WHAT THIS TASK INVOLVES - Echo verbatim the entries below, starting at the line that contains "Check that each instance of the pink" and continuing through the end of the entries, both ends included.
***** SUPPLIED ENTRIES
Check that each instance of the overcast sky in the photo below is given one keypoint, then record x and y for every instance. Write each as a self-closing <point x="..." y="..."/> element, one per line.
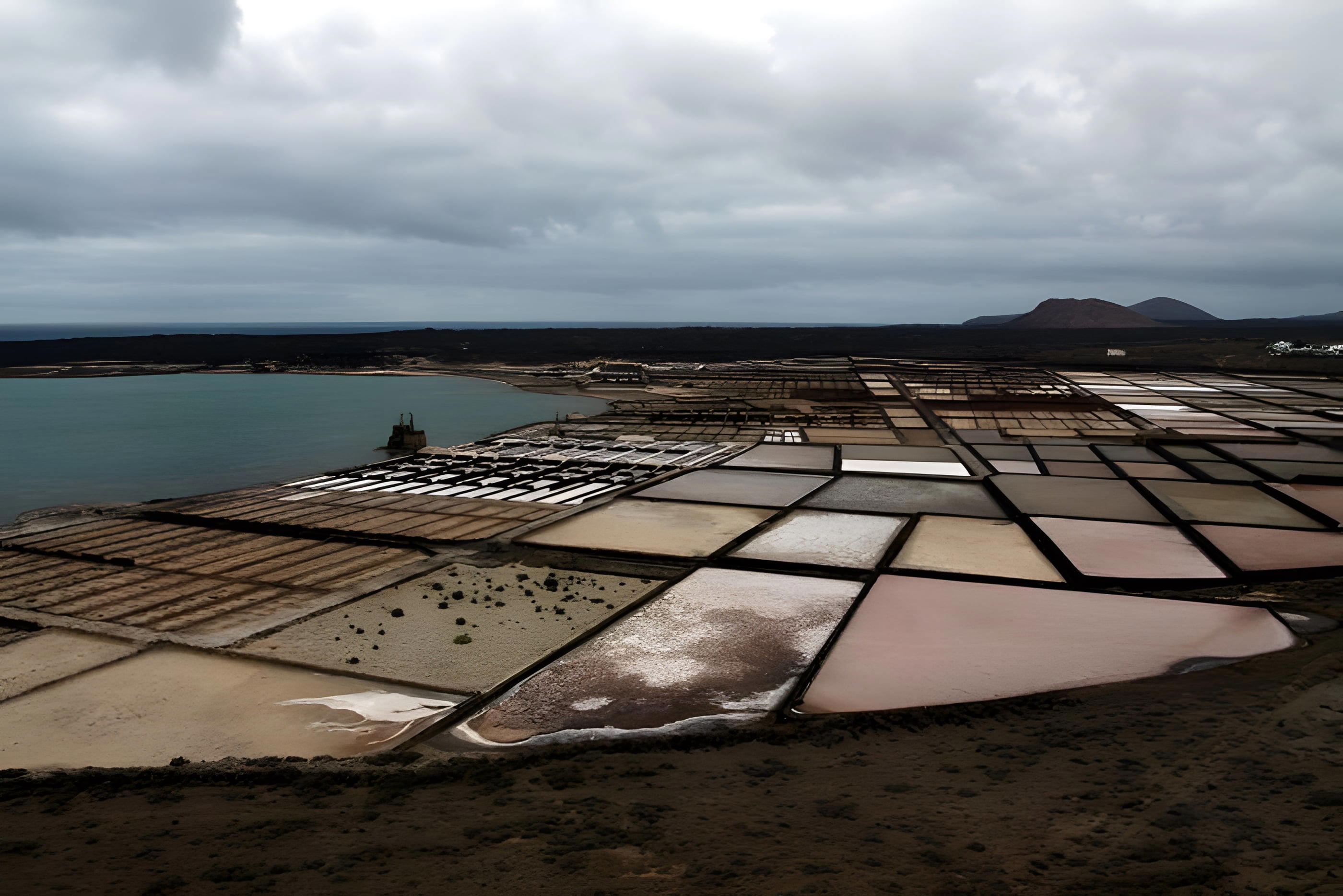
<point x="692" y="160"/>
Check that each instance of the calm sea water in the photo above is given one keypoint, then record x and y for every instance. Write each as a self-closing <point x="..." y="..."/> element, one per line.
<point x="133" y="438"/>
<point x="19" y="332"/>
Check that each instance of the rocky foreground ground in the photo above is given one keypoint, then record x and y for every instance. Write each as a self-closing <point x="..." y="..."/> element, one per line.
<point x="1225" y="781"/>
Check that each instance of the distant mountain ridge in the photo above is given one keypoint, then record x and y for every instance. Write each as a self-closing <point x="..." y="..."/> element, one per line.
<point x="1161" y="309"/>
<point x="1172" y="309"/>
<point x="1080" y="313"/>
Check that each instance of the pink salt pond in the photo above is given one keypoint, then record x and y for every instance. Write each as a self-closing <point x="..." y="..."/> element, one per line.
<point x="920" y="643"/>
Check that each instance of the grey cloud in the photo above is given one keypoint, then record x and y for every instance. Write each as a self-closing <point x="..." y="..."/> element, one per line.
**********
ANSWER TO THE PROBLEM -
Check that each instance of the pink salt pond in the photo above is given one keypoint, then record x and y for every instance. Write each as a self-closing <point x="..." y="..."/> element, one per line.
<point x="920" y="643"/>
Check that each instance of the grey cloud in the photo above is given one keypoint, then record x and y for every instance. Write each as a self-closing <point x="..." y="..."/> element, one per line.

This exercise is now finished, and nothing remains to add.